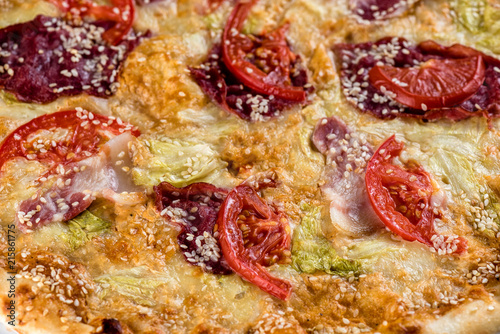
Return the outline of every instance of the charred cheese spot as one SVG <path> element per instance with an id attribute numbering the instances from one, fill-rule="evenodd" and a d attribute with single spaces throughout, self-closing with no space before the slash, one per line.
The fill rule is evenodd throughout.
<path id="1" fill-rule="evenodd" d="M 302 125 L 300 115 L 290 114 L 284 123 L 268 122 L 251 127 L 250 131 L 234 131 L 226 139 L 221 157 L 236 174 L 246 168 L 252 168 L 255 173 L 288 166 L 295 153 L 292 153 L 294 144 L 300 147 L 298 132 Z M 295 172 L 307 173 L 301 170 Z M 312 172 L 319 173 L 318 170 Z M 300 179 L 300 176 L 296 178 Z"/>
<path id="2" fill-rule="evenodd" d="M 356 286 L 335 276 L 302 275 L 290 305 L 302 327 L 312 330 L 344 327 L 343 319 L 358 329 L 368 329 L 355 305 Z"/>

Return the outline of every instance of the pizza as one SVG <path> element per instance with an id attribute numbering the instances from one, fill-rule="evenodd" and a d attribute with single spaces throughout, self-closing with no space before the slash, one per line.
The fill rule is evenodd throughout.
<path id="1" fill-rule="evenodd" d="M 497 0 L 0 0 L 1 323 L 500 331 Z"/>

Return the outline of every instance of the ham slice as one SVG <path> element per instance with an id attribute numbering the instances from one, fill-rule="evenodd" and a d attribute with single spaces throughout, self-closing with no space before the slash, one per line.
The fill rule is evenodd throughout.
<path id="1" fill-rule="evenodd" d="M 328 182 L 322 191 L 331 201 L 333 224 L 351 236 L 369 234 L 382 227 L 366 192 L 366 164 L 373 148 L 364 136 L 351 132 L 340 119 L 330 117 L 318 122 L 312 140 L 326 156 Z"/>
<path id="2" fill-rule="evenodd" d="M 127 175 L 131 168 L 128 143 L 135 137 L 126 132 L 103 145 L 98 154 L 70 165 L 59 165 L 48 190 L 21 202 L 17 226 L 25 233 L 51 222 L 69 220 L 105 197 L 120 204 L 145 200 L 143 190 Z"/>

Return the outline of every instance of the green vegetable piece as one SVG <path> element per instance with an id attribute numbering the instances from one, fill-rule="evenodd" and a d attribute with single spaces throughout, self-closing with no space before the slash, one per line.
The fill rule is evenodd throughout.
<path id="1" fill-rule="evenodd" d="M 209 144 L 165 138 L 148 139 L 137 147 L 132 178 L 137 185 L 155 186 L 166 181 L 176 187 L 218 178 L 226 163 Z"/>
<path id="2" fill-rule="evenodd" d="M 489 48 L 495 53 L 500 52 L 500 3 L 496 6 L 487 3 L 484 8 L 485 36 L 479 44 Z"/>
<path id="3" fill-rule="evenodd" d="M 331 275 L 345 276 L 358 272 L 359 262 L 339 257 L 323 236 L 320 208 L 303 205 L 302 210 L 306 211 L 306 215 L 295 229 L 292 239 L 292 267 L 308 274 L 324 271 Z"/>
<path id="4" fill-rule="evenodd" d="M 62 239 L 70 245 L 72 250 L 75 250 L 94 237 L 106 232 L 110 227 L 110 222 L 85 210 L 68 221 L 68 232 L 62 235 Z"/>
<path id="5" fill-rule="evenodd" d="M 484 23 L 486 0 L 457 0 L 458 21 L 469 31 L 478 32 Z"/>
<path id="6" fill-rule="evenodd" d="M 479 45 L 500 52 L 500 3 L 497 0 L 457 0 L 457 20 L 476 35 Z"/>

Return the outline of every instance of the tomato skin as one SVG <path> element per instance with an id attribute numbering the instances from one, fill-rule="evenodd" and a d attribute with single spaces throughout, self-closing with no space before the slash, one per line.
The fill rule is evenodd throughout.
* * *
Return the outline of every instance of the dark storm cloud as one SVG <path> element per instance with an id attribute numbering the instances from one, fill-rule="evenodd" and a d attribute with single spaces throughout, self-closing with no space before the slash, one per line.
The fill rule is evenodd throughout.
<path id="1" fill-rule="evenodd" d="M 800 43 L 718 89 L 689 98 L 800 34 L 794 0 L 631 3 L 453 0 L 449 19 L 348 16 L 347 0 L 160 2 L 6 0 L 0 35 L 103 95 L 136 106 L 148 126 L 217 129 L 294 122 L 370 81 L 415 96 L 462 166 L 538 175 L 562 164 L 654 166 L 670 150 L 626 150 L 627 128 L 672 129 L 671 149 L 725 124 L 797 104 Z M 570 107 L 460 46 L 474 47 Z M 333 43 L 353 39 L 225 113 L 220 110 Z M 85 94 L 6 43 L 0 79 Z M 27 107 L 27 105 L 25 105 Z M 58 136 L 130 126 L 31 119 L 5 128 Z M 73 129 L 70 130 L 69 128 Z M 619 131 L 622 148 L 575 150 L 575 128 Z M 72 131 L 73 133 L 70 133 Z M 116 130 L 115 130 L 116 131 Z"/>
* * *
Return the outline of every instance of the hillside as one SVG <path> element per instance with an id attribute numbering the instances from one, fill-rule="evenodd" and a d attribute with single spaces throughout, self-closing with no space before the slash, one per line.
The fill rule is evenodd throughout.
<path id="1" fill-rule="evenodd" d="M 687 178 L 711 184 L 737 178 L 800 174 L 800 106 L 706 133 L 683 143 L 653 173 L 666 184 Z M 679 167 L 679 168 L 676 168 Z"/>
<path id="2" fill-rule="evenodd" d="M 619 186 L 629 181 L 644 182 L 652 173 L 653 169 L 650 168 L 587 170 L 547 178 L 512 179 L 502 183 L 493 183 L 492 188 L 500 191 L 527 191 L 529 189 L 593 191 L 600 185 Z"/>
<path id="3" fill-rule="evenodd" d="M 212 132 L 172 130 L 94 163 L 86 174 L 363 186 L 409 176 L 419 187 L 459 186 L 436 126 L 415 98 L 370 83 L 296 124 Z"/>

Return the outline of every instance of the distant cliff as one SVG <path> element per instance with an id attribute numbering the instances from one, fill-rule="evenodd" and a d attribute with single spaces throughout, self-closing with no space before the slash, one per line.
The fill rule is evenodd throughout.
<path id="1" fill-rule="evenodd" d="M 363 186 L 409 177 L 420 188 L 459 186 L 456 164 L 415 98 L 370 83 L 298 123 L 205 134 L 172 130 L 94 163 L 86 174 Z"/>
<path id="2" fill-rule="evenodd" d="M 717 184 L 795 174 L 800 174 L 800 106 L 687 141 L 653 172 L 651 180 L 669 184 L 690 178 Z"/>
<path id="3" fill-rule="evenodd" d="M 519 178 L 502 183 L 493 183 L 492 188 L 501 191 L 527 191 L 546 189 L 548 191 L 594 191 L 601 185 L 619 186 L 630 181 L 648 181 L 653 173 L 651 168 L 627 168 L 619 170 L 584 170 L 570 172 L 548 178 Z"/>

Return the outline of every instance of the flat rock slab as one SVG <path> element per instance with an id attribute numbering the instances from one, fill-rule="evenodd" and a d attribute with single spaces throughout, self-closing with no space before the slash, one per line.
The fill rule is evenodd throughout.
* * *
What you will do:
All that is wanted is an exact copy of the lines above from the one with "Return the outline of every instance of the charred" through the one with "Return the outline of every instance of the ham", with both ends included.

Response:
Return the outline of every instance of the charred cheese spot as one SVG <path> element per instance with an id attribute numbering the instances from one, fill-rule="evenodd" and a d attribute with single spaces throughout, self-closing with no space before the slash, one per line.
The fill rule is evenodd throughout.
<path id="1" fill-rule="evenodd" d="M 302 125 L 300 115 L 290 114 L 284 123 L 268 122 L 251 127 L 250 131 L 234 131 L 226 139 L 221 157 L 236 174 L 246 168 L 252 168 L 255 173 L 288 166 L 295 153 L 292 153 L 294 144 L 300 147 L 298 132 Z M 295 172 L 307 173 L 301 170 Z M 312 172 L 319 173 L 318 170 Z M 300 179 L 300 176 L 296 178 Z"/>
<path id="2" fill-rule="evenodd" d="M 356 286 L 335 276 L 302 275 L 290 305 L 302 327 L 312 330 L 344 327 L 343 319 L 358 329 L 368 329 L 355 305 Z"/>

Return the outline of every instance of the pizza as one SVG <path> element per instance with an id attribute numbering the instances from one, fill-rule="evenodd" and a d attribute with single spaces throughout, self-closing with no space before the slash, one per line.
The fill rule is evenodd throughout.
<path id="1" fill-rule="evenodd" d="M 497 0 L 0 0 L 1 323 L 500 331 Z"/>

Return the outline of every instance of the ham slice as one SVG <path> element per instance with an id attribute numbering the instances from one, fill-rule="evenodd" and a d attribute with single spaces throughout, self-closing with no space before the slash, one per line.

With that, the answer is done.